#### [QUOTED PASSAGE]
----------

Three Ways That Cloud Computing Can Help You to Keep Tabs on Your Finances

Cloud Computing Big Data

Cloud computing is one of the biggest trends in technology today. If you’re asking yourself, what is cloud computing?, then here’s the answer: it’s a vast, interconnected web of ‘virtual’ machines – sometimes tens of thousands of individual computers either in the same location or distributed across the world – providing everything you’ve come to expect from a computer, without actually needing the physical hardware. While this has many revolutionary aspects, today our focus is altogether more humdrum: how can we go about putting one of the greatest technological marvels of the 21st century to use? Specifically, how can using cloud computing save you money?

1. Access your personal finances everywhere, on any device.

Traditional personal finance software suffers from a few problems that the cloud can serve to eradicate. The first one is probably the most radical: getting immediate access to your financial situation without having to have a particular machine in tow.

For example, take Mint. It’s a US-only Cloud application – what the technically-minded refer to as Software as a Service (SaaS) – that’s just as happy checking your bank accounts from your laptop browser as it is through one of their many smartphone apps. Sure, Mint have done a great job with their product, but it’s cloud computing that’s enabled them to get there.

2. Analyse your spending habits, and set saving targets.

----------

#### [PROVIDED DATA]
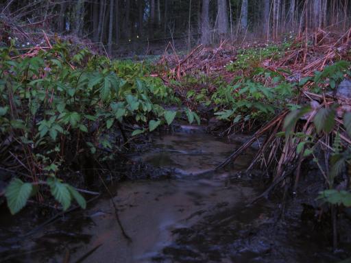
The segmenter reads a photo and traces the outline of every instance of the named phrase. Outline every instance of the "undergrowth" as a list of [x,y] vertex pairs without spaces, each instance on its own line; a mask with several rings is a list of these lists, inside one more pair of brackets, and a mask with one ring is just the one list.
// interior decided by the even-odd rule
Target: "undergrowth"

----------

#### [WRITTEN TASKS]
1) Which passages in the cloud computing article end with a question mark? List every one.
2) Answer these about the cloud computing article:
(a) According to the article, what does cloud computing provide without the physical hardware?
(b) In which country is Mint available?
(c) What do the technically minded call a Cloud application?
3) Write the next part of the cloud computing article, picking up right after its final heading.

#### [ANSWERS]
1)
- what is cloud computing?
- how can we go about putting one of the greatest technological marvels of the 21st century to use?
- how can using cloud computing save you money?

2)
(a) Everything you've come to expect from a computer.
(b) The US only.
(c) Software as a Service (SaaS).

3)
Again, personal spending analysis is something that’s seeing strong growth across the cloud-based personal finance industry. Little wonder, really – the cloud can handle the maths, leaving you with deep insights into your outgoings. Services such as the UK-only Money Dashboard (and, of course, the US-only Mint) are happy to serve up interactive charts and graphs of where your money is going. They’ll even categorize your spending automatically, by dragging purchase data from your bank account (neither Mint nor Money Dashboard can actually write to your bank account, meaning that your actual money is inaccessible), running some analysis and presenting you with advice to help you save.

3. Get a safety net to guard against wrongdoing.

Both bank account/card fraud and accidental overspends can have negative impacts on your credit rating – something you’ll need intact if you want to take out a mortgage or loan in the future. Most cloud-based personal finance applications let you set e-mail reminders at certain balances, or when certain requirements are met (such as a purchase of more than $1000 on your credit card). These reminders can help you to keep yourself out of trouble, but also to catch any identity or credit thieves before anything spirals out of hand.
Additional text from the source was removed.